## AIM OF THE TASK
Search the data for the word "find" and copy every line that contains it.

● ● ● ●

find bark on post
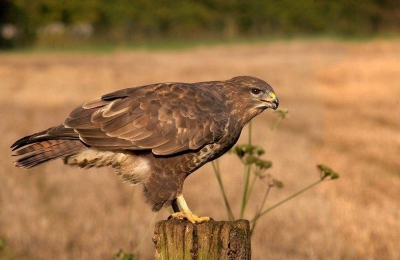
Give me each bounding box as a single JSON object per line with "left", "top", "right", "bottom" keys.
{"left": 153, "top": 219, "right": 251, "bottom": 260}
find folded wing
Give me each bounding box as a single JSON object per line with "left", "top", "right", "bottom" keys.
{"left": 64, "top": 82, "right": 229, "bottom": 155}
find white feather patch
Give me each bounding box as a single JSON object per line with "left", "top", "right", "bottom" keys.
{"left": 65, "top": 149, "right": 151, "bottom": 184}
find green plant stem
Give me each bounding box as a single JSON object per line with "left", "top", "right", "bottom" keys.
{"left": 250, "top": 184, "right": 272, "bottom": 235}
{"left": 247, "top": 168, "right": 260, "bottom": 200}
{"left": 248, "top": 121, "right": 252, "bottom": 145}
{"left": 133, "top": 212, "right": 158, "bottom": 254}
{"left": 125, "top": 187, "right": 136, "bottom": 250}
{"left": 240, "top": 122, "right": 253, "bottom": 218}
{"left": 240, "top": 164, "right": 251, "bottom": 219}
{"left": 271, "top": 117, "right": 283, "bottom": 130}
{"left": 212, "top": 160, "right": 235, "bottom": 221}
{"left": 250, "top": 178, "right": 324, "bottom": 224}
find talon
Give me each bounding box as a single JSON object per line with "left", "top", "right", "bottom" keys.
{"left": 170, "top": 194, "right": 211, "bottom": 223}
{"left": 171, "top": 210, "right": 210, "bottom": 224}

● ● ● ●

## THE ANSWER
find bark on post
find folded wing
find white feather patch
find green plant stem
find talon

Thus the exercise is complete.